*** Opening of EXERCISE INPUTS ***

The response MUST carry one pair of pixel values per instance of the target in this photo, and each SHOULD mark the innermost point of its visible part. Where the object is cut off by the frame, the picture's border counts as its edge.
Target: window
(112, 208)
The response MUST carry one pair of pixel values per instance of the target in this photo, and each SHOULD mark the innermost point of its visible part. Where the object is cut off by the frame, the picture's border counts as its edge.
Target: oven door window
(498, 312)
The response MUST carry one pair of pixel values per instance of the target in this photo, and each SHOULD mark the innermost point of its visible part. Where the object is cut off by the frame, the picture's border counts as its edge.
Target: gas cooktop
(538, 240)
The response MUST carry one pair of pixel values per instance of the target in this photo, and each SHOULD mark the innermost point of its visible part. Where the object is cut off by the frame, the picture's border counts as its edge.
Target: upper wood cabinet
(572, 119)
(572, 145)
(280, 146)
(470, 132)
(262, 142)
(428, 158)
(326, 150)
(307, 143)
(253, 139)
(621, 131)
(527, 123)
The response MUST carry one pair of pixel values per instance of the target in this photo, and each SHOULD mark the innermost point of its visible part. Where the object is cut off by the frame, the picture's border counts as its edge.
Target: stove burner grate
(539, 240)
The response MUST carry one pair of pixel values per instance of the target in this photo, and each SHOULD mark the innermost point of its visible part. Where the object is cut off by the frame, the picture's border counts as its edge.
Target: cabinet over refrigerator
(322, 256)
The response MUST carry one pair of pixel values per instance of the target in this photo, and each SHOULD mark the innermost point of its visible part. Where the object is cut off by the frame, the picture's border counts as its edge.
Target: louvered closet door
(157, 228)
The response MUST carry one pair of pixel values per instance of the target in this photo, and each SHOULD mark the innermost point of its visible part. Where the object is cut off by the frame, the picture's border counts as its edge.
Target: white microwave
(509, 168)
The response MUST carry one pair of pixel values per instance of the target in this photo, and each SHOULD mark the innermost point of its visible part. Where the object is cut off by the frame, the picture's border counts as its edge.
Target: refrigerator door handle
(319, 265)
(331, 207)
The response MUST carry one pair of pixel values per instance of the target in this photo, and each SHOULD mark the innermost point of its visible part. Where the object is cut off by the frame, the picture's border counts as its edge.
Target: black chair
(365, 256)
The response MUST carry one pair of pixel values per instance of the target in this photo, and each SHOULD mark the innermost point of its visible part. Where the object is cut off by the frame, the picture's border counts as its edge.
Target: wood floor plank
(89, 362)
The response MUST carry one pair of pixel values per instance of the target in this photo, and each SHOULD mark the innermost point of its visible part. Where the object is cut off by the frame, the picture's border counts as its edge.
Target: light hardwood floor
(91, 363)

*** Close of EXERCISE INPUTS ***

Could you reproduce all of the entries above exactly?

RESULT OF THIS TASK
The response MUST carry one pair of pixel values per instance of the target in this photo, and each SHOULD mark the innermost point of its visible part. Where the object is cut off by the frame, the picture's border counts as its edge.
Target: window
(112, 208)
The response MUST carry one pair of pixel values per instance of the target in this photo, and each SHOULD mark the innermost point of its visible part. Where the object is cut off by the frame, the picture's border counts as its edge.
Target: oven door window
(498, 312)
The response MUST carry one pair of pixel values per instance of the target in this photo, and each SHOULD mark the innermost point of its visible part. Where the object is cut off by the frame, the picture's border counts as its edge.
Target: gas cooktop
(538, 240)
The response MUST carry one pair of pixel values per instance of the target in this photo, and each SHOULD mark the innermost point of its visible part. Where the object is cut off by the frame, the picture's border counts as its edge.
Target: upper wood cabinet
(572, 119)
(572, 145)
(280, 146)
(470, 132)
(262, 142)
(428, 158)
(326, 150)
(307, 143)
(253, 139)
(621, 131)
(527, 123)
The response MUST carry one pair of pixel values per instance of the target in this photo, and each SHOULD mark the innermost point of its visible part. Where the object is cut off by the frame, the picture's border counts as its edge.
Target: stove burner grate
(539, 240)
The response MUST carry one pair of pixel values per instance of the target in this photo, and each SHOULD mark the innermost point of its visible part. Where the object is cut off by the frame, the picture's border counts as its edge.
Target: cabinet over refrigerator
(322, 256)
The response MUST carry one pair of pixel values per instance of the target in this photo, and each SHOULD mark the innermost point of its visible part. Where the object is cut off by the frame, the picture's border counts as its edge.
Target: louvered closet door
(157, 228)
The response MUST carry one pair of pixel values per instance of the target in this photo, and each SHOULD mark the innermost point of its visible part. Where the object is cut off by the frame, the picture's border counts as its edge.
Target: white microwave
(509, 168)
The response MUST carry one pair of pixel values per instance of the target in this photo, and each SHOULD mark the innermost point of its visible part. Where the object is cut off by the frame, the picture's border counts as its edge.
Target: refrigerator door handle
(319, 265)
(331, 207)
The response MUST carry one pair of pixel values per instance of the target in this photo, and each SHOULD mark the innermost point of its visible part. Where the object is cut off by the frame, the picture's border counts as its edge.
Target: black chair
(365, 256)
The response MUST carry one pair of pixel values per instance of the target in this photo, and each SHOULD mark the innermost point of its visible part. Where the object is cut off by the frame, the picture's border counts as its edge.
Target: wood floor plank
(89, 362)
The response MUST carry one pair of pixel values per instance of the target in this photo, and each SHOULD mark the innermost point of its visible part. Where the object is cut off by the frame, the picture's border counts as its edge.
Target: light hardwood floor
(91, 363)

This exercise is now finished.